Output each of the records below line for line, with no changes, and omit the pictures.

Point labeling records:
════════════════
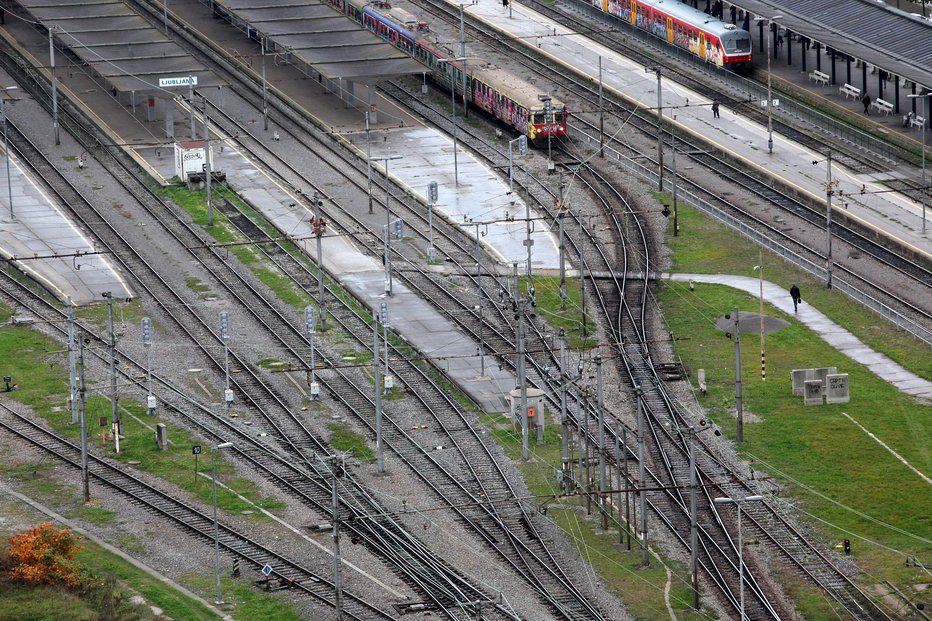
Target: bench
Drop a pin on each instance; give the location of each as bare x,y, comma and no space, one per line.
882,106
819,77
849,91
════════════════
## [Completed exercise]
Target: bench
Drop a pin on each instance; give the location of each as bare x,y, comma and no space, one per line.
882,106
819,77
849,91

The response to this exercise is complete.